== Task instructions ==
Report every line of the entries below that contains the word "foot", treating uppercase and lowercase as different.

== Data in this exercise ==
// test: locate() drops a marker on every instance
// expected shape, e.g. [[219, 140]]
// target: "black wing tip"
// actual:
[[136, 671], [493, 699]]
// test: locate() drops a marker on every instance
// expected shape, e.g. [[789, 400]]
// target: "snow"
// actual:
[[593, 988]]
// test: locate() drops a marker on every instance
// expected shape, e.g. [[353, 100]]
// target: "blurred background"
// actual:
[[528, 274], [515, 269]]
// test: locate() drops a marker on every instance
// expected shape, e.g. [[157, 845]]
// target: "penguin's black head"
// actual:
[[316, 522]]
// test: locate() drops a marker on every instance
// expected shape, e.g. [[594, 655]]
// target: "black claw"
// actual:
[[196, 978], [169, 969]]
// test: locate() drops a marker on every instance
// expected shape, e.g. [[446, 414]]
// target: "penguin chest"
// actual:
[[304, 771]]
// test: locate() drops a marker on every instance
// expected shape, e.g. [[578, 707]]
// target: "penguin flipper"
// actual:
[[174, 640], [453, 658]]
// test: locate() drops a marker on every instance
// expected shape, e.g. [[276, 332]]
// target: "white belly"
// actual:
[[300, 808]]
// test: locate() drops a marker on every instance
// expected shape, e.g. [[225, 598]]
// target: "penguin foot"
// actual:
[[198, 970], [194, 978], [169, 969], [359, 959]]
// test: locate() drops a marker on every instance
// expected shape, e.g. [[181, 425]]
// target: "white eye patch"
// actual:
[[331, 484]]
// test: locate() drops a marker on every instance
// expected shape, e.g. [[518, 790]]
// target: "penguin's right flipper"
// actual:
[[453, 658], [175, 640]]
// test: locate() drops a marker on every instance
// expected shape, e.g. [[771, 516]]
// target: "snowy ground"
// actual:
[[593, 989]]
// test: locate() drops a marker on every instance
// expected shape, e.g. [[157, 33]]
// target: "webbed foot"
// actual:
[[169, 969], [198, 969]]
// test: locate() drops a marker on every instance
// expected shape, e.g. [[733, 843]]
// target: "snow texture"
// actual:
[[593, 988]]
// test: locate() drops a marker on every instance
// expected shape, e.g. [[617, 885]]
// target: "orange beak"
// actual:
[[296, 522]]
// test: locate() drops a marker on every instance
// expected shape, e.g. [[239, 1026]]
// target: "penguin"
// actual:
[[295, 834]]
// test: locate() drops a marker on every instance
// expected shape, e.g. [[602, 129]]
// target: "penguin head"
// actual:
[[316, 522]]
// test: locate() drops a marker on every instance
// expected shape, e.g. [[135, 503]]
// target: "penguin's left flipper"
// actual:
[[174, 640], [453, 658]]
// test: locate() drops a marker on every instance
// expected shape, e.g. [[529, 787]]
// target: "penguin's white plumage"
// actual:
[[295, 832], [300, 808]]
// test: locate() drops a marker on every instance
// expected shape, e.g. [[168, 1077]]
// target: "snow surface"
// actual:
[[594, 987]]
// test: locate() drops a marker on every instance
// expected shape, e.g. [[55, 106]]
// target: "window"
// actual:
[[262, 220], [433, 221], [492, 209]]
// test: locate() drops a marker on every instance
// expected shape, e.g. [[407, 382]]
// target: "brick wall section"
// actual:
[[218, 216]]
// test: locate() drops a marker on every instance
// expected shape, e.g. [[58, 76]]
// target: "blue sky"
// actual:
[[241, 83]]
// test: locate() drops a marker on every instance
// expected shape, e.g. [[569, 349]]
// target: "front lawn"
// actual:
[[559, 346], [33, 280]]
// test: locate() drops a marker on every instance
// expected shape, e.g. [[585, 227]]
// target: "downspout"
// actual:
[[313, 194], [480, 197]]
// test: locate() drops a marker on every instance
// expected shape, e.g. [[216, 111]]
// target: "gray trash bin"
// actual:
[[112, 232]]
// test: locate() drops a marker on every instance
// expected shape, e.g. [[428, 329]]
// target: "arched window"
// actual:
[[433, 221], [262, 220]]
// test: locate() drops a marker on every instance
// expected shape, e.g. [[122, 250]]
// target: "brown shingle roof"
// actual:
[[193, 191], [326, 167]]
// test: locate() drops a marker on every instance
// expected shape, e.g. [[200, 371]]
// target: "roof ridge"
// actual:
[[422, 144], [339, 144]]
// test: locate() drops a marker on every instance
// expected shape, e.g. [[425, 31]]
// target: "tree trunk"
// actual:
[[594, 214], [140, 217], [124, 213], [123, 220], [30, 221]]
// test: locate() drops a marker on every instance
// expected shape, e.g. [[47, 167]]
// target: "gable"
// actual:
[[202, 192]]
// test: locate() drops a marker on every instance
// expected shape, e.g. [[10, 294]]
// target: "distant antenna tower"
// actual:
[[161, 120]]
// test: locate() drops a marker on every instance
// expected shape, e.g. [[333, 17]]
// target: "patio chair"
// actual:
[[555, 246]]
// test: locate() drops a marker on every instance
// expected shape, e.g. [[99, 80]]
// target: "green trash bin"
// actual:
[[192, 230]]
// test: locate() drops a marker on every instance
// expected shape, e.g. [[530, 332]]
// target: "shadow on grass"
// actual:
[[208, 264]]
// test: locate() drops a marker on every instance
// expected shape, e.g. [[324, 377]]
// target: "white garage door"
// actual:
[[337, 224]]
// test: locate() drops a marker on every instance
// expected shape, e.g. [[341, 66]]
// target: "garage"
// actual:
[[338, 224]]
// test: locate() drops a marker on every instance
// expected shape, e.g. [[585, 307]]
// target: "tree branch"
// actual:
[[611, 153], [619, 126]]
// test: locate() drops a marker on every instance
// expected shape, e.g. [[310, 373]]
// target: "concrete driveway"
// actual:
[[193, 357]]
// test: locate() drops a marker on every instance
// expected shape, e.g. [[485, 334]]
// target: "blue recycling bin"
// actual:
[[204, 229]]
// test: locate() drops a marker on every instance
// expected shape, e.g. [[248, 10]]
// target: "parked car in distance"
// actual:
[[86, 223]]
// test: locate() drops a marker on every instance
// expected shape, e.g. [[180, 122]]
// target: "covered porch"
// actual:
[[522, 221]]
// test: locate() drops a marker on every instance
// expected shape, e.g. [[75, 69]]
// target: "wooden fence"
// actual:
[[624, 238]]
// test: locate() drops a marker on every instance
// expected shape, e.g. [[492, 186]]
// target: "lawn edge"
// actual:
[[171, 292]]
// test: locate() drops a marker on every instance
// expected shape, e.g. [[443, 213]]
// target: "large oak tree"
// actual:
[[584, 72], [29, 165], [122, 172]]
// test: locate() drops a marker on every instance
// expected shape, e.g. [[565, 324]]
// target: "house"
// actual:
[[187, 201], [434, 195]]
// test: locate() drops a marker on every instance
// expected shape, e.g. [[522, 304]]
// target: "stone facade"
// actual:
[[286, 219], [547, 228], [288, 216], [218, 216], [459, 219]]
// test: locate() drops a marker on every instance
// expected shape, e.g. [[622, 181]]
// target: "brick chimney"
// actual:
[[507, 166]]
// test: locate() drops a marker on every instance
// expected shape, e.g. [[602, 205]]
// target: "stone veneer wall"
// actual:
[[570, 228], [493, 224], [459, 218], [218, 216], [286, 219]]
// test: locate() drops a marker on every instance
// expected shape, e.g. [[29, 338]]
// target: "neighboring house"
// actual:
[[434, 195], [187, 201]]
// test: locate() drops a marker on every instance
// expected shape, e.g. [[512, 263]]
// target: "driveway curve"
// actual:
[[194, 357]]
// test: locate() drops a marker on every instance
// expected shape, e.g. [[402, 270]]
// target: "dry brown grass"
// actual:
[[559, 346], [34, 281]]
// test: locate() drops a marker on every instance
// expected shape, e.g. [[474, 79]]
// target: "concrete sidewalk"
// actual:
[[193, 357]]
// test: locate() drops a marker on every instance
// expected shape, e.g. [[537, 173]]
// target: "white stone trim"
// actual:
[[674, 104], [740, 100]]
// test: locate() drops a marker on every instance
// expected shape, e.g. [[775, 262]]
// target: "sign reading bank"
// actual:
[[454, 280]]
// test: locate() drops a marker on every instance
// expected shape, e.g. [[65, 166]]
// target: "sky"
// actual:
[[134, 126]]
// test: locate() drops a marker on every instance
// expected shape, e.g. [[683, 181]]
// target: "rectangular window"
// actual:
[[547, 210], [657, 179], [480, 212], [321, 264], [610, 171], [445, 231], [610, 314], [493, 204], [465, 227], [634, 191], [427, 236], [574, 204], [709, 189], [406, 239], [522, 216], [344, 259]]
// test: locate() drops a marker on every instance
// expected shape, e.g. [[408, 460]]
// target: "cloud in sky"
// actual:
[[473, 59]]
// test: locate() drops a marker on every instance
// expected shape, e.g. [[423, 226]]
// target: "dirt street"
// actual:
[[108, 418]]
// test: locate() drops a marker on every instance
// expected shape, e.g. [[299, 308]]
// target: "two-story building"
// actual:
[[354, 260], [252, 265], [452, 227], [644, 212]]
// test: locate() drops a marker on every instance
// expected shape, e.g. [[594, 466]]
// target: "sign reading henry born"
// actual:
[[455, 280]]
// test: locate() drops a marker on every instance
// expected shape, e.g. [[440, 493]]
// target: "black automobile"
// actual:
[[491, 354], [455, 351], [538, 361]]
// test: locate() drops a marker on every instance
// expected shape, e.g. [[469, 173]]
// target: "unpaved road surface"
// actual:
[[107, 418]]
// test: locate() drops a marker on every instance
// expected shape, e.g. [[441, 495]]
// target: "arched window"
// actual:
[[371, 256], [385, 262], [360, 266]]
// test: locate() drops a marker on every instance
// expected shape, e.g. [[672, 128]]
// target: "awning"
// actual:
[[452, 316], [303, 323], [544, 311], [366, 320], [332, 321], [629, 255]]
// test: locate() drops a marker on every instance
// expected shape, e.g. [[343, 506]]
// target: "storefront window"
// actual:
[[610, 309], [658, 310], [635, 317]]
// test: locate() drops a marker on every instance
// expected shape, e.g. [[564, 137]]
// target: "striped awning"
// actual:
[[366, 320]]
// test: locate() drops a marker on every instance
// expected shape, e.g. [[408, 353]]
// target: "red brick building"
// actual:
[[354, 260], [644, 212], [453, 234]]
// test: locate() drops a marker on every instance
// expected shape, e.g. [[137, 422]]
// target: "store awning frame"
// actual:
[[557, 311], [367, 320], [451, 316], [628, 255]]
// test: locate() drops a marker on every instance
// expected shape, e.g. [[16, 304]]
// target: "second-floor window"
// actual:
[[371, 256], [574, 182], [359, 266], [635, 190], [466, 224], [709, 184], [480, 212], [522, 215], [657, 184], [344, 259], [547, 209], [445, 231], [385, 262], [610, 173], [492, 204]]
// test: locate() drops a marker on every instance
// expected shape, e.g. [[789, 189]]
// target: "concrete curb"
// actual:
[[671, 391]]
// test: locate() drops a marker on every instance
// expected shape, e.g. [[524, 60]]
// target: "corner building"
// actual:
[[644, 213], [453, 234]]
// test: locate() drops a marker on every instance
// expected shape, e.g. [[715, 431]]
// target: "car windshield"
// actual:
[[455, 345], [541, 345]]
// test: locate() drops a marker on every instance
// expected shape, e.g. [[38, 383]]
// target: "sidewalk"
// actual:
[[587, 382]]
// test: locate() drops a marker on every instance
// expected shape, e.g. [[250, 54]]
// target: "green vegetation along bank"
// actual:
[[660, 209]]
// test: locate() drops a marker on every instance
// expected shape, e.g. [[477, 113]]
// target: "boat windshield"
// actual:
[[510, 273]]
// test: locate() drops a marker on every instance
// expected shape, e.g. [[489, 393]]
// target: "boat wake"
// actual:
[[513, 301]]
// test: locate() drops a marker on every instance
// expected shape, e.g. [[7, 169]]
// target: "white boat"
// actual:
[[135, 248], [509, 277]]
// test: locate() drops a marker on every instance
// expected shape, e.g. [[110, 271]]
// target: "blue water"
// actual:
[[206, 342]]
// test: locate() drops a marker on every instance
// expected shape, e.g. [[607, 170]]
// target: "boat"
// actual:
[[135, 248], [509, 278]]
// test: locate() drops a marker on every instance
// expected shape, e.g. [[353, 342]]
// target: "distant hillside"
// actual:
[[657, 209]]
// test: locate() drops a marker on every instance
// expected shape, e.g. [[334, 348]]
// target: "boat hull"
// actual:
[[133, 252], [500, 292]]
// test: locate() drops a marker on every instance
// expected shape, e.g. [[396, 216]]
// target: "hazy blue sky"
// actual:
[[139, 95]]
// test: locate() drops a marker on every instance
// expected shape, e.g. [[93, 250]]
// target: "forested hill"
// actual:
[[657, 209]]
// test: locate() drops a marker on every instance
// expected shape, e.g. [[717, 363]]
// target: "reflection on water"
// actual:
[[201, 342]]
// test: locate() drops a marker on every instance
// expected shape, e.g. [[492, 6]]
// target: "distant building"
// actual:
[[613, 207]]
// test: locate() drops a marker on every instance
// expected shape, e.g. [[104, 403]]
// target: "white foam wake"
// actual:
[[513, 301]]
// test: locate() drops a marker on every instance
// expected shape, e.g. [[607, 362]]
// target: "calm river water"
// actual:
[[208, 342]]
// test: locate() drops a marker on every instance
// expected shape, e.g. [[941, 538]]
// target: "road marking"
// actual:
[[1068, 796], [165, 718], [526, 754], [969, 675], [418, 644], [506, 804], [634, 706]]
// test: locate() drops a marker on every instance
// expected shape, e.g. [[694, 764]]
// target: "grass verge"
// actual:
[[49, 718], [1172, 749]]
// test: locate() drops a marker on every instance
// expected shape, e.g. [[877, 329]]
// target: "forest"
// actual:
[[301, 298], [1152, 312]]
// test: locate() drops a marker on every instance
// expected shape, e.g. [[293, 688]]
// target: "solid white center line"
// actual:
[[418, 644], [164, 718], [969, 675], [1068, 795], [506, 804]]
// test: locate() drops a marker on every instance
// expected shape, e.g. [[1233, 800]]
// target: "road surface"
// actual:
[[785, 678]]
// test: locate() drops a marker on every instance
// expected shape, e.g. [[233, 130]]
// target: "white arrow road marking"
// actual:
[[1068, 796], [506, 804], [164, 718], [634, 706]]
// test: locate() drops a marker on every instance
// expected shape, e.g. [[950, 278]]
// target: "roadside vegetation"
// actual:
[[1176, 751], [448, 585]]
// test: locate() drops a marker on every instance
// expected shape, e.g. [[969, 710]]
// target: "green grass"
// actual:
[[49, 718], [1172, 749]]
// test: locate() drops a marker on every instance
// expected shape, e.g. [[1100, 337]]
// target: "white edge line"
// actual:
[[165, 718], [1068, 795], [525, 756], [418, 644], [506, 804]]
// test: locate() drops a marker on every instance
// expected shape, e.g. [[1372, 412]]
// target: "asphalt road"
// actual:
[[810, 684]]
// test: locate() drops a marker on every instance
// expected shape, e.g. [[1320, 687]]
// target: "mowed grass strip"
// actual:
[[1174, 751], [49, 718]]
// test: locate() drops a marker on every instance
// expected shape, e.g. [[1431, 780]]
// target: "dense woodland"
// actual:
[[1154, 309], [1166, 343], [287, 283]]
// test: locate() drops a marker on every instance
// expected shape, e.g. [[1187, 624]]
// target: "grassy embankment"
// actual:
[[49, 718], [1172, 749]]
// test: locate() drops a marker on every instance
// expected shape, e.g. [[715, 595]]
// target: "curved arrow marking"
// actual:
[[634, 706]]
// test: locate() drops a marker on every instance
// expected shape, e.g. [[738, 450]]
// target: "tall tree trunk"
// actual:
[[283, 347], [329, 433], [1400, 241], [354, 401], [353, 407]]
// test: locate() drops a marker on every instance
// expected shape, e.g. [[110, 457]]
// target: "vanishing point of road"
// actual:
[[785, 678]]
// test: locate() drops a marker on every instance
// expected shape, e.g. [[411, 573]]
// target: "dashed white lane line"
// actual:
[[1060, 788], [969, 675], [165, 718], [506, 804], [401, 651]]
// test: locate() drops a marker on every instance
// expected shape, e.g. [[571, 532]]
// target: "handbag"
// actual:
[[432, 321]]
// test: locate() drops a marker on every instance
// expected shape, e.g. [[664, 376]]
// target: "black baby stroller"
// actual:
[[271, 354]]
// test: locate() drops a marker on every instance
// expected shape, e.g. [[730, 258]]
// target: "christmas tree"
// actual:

== Task answer ==
// target: "penguin foot"
// target: "webbed foot"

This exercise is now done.